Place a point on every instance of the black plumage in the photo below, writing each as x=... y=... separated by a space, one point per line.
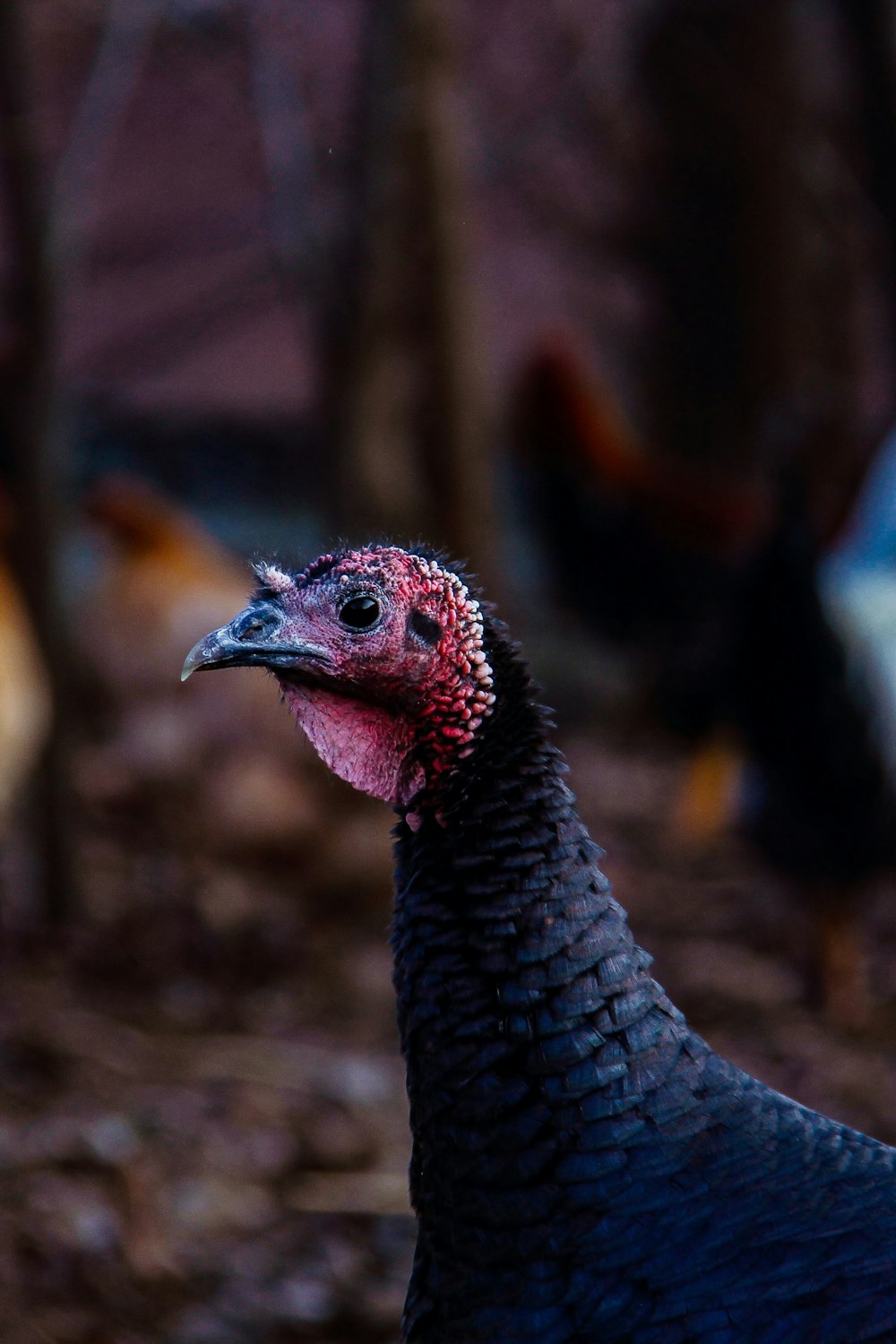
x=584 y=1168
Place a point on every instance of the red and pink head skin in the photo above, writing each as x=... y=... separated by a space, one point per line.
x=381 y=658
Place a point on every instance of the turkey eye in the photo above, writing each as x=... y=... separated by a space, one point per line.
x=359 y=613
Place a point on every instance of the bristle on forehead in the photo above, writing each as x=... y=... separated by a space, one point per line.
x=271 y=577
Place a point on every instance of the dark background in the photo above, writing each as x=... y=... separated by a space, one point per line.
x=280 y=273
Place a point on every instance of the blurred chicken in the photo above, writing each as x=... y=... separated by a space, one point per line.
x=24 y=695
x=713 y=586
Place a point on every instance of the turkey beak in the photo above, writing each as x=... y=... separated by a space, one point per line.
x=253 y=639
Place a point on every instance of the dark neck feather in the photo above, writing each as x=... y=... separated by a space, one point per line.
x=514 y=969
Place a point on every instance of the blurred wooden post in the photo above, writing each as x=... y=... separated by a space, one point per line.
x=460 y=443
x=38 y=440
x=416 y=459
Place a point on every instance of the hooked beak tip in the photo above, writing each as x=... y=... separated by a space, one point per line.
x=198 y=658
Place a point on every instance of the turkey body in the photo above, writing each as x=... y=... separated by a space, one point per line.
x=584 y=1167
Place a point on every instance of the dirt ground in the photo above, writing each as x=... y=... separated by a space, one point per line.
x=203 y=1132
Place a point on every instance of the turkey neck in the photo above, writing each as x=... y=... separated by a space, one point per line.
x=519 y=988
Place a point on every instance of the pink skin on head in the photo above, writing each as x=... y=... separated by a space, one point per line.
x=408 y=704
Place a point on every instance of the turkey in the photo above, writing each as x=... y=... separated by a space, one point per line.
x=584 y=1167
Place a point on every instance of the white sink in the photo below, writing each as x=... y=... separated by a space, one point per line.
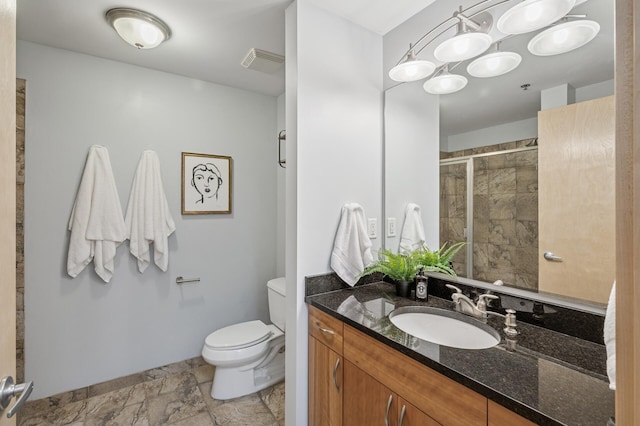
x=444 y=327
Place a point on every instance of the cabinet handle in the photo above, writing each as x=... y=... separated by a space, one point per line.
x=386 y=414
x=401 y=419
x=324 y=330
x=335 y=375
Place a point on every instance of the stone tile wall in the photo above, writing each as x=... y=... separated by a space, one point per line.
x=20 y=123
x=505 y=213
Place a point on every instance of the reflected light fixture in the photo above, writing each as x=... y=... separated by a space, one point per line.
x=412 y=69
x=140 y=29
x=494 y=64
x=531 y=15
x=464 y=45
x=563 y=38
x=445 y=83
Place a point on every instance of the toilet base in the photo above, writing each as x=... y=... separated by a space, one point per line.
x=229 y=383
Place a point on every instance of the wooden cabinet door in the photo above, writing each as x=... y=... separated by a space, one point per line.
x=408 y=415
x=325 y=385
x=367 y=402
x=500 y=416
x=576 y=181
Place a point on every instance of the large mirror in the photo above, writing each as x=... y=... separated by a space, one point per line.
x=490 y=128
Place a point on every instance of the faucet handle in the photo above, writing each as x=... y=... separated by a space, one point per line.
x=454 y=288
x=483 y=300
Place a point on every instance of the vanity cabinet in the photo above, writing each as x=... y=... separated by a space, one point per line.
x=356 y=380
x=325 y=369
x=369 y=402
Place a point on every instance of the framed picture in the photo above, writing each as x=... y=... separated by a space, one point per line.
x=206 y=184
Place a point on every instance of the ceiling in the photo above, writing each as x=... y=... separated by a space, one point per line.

_CHALLENGE_
Please write out all the rows above as a numbered list, omitting blank lines. Leave the pictures out of your answer.

_TASK SOLUTION_
1. Place a point on every instance of the black plumage in the photo below, writing each as x=... y=... separated by a space, one point per line.
2. x=584 y=1168
3. Place a point on every instance of the red and pink head skin in the photo above, writing each as x=... y=... separated by a space, one point per line.
4. x=381 y=658
5. Place a point on every instance of the turkey eye in the photo above, writing each as x=... y=... separated by a space, one point per line.
6. x=359 y=613
7. Place a point on every instance of the bristle on forehead in the photo above, writing each as x=... y=... separated by a space, one point per line.
8. x=271 y=577
9. Place a point on every instance of the dark background in the photo above, writing each as x=... y=... separated by a space, one point per line.
10. x=280 y=273
11. Place a point on every instance of the blurred chicken in the photo above, writing each as x=... y=... separated by a space, one point per line.
12. x=24 y=695
13. x=713 y=586
14. Place a point on every instance of the turkey beak in the photo above, writing each as x=... y=... separated by a space, one point per line.
15. x=253 y=639
16. Place a point on every instance of the dark neck feather in the photo above, writing each as x=... y=... separated by a space, one point per line.
17. x=514 y=969
18. Place a point on every instance of the blurred wooden post in the photo above, writing each as x=... y=... separated by a space, one point per line.
19. x=460 y=443
20. x=38 y=440
21. x=416 y=459
22. Place a point on every instance of the hooked beak tip in the photo above, writing each as x=... y=... separated by a space, one point per line.
23. x=198 y=658
24. Place a point on every instance of the turkey body in the photo above, writing each as x=... y=... separated by a space, one point per line.
25. x=584 y=1167
26. Place a point on every instance of the dirt ground in the photo above, writing each as x=... y=... separated by a space, one point per line.
27. x=203 y=1132
28. Place a point on every instance of the turkey neck in the photo above, writing each as x=... y=... separated by a space, one point per line.
29. x=519 y=988
30. Place a point on every instance of the pink skin on head in the photo above, writing each as x=... y=... separated by a space, one point per line.
31. x=408 y=704
32. Place a point on every instance of the turkey in the photo above, writing each as x=... y=... separated by a space, one point per line.
33. x=584 y=1167
34. Place a point on every instance of the white sink in the photo below, writing each as x=... y=... separated by a space, one point per line.
35. x=444 y=327
36. Place a point on every instance of the cabinet handle in the photo above, writing each as x=... y=... separated by a space, one point per line.
37. x=386 y=414
38. x=401 y=419
39. x=324 y=330
40. x=335 y=375
41. Place a point on every instance of the stone tile wall in the photo above, writing each as x=... y=... separated by a space, one point per line.
42. x=20 y=123
43. x=505 y=213
44. Place a point on every instance of the reflected light fixture in the photo above, writing each as x=... y=... separated by a space, one point per line.
45. x=412 y=69
46. x=140 y=29
47. x=494 y=64
48. x=531 y=15
49. x=464 y=45
50. x=563 y=38
51. x=445 y=83
52. Place a point on every instance of the toilet base in the photo above, writing each as x=... y=... separated by a space, one point per line.
53. x=229 y=383
54. Place a point on every instance of the wooden cabinet door in the photo above, writing each as x=... y=... separated by a space, one point per line.
55. x=408 y=415
56. x=325 y=385
57. x=367 y=402
58. x=500 y=416
59. x=576 y=181
60. Place a point on every instance of the large mirror in the photo above, writing each as x=... y=... separated by a space, one point per line.
61. x=490 y=128
62. Place a point on every instance of the faucet handle in the photo above, writing each as x=... y=... separated by a space, one point per line.
63. x=454 y=288
64. x=483 y=300
65. Place a point on every instance of the vanity cabinet in the photo above, writing each as x=... y=... separated by a space, one point per line.
66. x=356 y=380
67. x=325 y=369
68. x=369 y=402
69. Place a point on every instance of the framed picture in the photo above, writing each as x=... y=... separated by a space, one point per line.
70. x=206 y=184
71. Place a point on every instance of the ceiling in the photo above, writing each as x=... y=... separated by a space, one point per line.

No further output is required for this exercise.